The heparin-AT complex is the main inhibitor of coagulation enzymes, including thrombin (IIa) and factors Xa, Xia, and XIIa. Of these, thrombin and factor Xa are the most responsive to inhibition, and human thrombin is approximately 10-fold more sensitive than Xa to inhibition by heparin-AT. Heparin binds to the lysyl residues on AT and induces a conformational change, thereby converting AT from a slow to a very rapid inhibitor of clotting enzymes. Antithrombin remains bound to thrombin in the thrombin-antithrombin complex (TAT), but heparin dissociates to be reused. Reduced AT and increased TAT levels in serum are among the significant hemostatic alterations found in patients with advanced peripheral vascular disease.14 Abnormally low levels of AT found in PAOD could be responsible for reduced thrombin inhibition even in the presence of normal endogenous heparin levels.

DATA SHOWN:

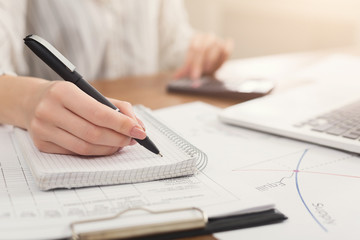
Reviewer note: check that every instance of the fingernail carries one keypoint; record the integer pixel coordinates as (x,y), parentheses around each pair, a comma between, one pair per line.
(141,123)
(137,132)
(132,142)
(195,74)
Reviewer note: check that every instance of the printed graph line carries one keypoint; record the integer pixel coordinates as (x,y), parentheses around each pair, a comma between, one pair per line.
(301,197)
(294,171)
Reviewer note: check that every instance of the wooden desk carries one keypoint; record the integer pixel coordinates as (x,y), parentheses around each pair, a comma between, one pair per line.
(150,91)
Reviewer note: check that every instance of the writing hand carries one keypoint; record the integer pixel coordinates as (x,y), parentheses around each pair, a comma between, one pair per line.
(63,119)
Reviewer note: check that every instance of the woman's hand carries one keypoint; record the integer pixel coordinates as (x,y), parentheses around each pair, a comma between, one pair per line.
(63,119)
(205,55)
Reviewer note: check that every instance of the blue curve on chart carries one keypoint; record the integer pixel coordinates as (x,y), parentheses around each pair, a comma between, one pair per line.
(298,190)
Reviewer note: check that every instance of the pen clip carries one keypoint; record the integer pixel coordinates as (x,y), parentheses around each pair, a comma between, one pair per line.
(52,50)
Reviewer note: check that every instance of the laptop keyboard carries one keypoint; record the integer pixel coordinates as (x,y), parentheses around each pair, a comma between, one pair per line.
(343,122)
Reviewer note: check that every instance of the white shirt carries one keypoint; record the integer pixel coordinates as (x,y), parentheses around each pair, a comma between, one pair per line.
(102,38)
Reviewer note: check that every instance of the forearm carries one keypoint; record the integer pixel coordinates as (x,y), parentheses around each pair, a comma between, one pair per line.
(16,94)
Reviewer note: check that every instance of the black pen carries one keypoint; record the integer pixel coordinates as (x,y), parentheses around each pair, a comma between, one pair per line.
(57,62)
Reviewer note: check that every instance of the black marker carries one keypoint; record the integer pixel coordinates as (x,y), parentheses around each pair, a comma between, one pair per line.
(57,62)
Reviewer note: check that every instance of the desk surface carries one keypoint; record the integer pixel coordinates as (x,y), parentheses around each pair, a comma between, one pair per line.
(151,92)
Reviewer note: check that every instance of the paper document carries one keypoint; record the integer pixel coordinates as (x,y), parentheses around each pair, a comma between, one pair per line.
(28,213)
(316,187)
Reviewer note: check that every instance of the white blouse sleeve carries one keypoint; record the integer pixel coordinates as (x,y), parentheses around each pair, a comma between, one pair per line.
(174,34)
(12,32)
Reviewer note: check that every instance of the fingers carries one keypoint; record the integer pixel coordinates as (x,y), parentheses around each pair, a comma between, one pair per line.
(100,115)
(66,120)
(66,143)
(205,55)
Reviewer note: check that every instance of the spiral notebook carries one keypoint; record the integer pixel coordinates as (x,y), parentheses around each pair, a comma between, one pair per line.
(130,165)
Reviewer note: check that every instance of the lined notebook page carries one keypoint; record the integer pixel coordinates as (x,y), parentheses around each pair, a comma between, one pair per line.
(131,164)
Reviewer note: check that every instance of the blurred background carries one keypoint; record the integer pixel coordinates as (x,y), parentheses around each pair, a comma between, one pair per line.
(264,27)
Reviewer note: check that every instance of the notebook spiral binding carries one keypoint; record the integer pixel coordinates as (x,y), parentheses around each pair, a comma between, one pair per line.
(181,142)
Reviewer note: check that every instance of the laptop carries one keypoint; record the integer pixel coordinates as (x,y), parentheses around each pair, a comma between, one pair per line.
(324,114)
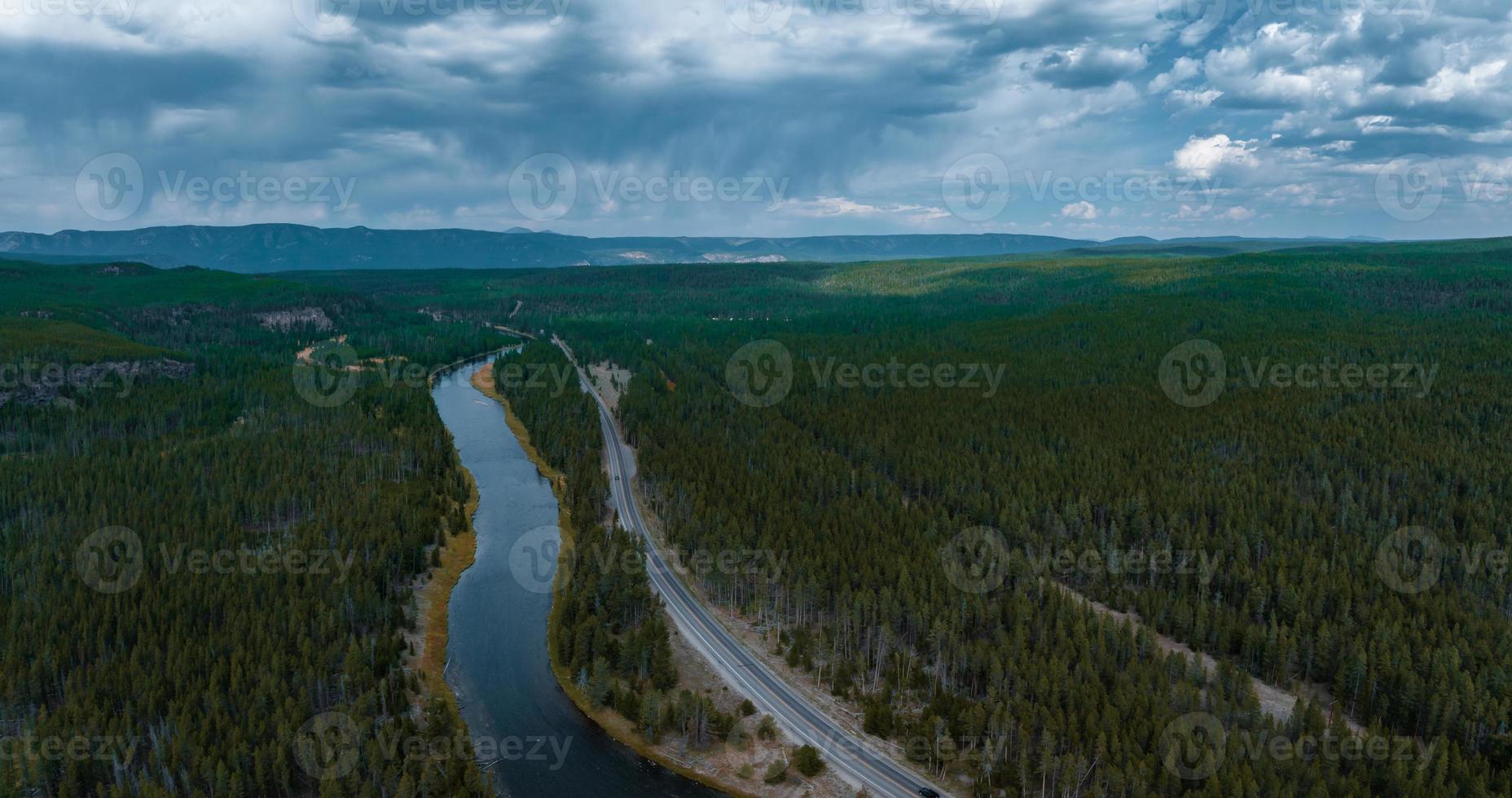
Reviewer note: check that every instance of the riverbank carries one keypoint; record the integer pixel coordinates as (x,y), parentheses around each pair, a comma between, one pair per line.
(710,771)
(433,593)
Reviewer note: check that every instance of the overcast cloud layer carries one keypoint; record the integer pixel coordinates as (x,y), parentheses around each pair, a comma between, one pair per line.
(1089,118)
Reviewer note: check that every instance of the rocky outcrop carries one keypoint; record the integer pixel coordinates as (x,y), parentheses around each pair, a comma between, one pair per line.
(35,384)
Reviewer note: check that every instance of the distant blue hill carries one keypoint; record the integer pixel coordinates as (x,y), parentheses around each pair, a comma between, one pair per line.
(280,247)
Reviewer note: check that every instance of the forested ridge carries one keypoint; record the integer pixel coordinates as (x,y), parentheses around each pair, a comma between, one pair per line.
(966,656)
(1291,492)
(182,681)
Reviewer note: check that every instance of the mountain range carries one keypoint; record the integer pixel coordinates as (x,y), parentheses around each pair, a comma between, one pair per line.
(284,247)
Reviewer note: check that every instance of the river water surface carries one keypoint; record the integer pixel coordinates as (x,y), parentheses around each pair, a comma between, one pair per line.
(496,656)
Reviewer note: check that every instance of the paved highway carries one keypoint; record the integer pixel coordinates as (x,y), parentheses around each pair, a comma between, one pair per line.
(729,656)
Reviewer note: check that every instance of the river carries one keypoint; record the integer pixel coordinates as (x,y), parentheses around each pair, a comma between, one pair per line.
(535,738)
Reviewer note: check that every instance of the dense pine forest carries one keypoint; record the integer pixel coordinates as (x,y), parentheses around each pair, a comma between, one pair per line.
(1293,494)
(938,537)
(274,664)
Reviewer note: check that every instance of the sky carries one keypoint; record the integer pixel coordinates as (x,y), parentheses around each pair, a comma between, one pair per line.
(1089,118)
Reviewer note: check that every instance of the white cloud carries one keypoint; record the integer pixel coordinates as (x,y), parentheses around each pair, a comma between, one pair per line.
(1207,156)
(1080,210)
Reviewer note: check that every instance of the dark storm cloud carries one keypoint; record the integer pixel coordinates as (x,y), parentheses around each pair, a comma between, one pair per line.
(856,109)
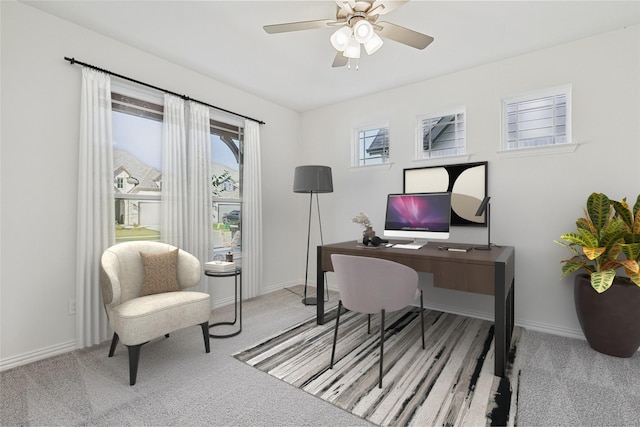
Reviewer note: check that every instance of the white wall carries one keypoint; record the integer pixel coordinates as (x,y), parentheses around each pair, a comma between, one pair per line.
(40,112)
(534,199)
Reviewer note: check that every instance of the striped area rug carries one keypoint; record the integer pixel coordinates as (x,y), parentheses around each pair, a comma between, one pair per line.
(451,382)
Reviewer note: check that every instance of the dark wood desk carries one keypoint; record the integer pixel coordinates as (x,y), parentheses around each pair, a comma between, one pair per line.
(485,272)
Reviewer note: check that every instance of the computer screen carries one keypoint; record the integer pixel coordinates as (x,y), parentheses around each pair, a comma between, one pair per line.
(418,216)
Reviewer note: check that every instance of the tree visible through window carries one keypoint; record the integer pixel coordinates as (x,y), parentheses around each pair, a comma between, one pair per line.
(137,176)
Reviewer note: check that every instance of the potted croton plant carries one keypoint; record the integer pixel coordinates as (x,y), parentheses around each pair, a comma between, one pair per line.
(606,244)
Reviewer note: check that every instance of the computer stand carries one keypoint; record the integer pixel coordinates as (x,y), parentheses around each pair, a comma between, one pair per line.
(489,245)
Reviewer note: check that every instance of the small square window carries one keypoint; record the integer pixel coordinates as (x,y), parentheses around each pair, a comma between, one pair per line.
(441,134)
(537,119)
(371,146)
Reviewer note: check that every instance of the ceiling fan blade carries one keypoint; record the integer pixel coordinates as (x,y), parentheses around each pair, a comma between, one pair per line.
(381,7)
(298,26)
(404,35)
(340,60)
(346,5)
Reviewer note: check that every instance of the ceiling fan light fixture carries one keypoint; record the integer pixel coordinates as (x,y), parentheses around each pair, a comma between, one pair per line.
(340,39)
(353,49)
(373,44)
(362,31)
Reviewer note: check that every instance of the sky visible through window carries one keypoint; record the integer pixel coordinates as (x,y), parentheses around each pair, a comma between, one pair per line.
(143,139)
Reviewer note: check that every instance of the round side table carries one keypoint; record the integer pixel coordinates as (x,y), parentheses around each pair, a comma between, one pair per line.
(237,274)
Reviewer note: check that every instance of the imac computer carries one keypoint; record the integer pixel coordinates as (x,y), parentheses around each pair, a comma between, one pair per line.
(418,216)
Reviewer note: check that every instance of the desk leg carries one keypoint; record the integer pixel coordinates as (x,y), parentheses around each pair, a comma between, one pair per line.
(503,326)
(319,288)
* * *
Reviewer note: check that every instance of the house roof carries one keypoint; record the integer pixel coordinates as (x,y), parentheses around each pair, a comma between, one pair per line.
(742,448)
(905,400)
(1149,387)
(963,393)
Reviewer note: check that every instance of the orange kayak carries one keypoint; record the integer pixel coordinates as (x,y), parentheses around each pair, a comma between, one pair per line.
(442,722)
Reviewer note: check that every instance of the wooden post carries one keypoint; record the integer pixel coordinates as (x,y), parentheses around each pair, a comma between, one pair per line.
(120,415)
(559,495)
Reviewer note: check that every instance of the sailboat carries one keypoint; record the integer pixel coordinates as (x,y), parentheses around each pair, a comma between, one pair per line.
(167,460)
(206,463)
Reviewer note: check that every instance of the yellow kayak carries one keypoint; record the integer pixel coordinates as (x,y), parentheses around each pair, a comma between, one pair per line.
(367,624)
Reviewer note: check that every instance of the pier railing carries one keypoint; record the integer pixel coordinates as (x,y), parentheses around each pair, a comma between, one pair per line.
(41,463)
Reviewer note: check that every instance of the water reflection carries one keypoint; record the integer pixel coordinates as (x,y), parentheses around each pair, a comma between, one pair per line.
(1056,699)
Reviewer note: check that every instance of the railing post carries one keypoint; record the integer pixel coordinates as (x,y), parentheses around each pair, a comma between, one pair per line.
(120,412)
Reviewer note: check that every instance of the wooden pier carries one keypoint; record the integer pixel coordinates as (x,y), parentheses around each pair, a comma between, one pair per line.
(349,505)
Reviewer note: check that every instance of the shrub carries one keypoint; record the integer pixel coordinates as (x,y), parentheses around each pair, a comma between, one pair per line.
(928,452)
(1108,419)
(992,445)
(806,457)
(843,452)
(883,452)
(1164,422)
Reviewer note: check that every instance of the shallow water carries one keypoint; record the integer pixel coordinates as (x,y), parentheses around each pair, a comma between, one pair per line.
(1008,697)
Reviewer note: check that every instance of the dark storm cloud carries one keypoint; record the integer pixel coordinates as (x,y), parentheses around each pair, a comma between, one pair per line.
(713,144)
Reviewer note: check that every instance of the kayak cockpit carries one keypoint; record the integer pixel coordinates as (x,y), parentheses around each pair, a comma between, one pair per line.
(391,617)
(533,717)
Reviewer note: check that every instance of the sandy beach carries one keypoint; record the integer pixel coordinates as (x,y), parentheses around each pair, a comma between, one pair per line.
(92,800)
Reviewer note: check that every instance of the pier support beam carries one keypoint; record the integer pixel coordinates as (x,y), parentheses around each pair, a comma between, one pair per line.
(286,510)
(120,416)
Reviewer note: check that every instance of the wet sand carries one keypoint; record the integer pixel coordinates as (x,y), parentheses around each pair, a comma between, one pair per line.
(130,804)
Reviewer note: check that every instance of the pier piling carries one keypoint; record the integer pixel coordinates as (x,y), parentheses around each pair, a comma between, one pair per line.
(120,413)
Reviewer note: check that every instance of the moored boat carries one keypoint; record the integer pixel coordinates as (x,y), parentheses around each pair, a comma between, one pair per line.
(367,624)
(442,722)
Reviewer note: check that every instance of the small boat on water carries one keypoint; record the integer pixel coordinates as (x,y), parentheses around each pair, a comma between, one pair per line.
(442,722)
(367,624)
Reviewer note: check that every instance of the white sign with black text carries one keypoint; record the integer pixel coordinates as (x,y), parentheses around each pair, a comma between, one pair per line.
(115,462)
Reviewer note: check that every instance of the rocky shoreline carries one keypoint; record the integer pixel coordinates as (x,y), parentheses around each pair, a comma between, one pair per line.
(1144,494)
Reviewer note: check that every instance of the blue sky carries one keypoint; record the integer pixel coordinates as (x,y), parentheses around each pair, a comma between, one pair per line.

REQUIREMENT A: According to the passage on heparin and antithrombin, how does heparin turn AT into a very rapid inhibitor of clotting enzymes? Answer in one to three sentences.
REQUIREMENT B: Proceed with the passage on heparin and antithrombin, picking up after its last sentence.
The items are not needed for these tasks.

FINAL ANSWER A: Heparin binds to the lysyl residues on AT and induces a conformational change in it. That change converts AT from a slow to a very rapid inhibitor of clotting enzymes.

FINAL ANSWER B:
Long-term intermittent heparin therapy in non-anticoagulant doses has been shown to reduce fibrinogen levels15 and improve claudication as well as maximum walking distances.16, 17 We hypothesized that part of the heightened coagulation activity in atherosclerotic disease relates to the reduced production of endogenous heparin-like substances in these patients. We therefore set out to measure endogenous heparin-like activity in patients with PAOD and to identify its relationship to the severity of disease. We also had to exclude the possibility that any apparent reduction in heparin-like activity was due to low AT levels.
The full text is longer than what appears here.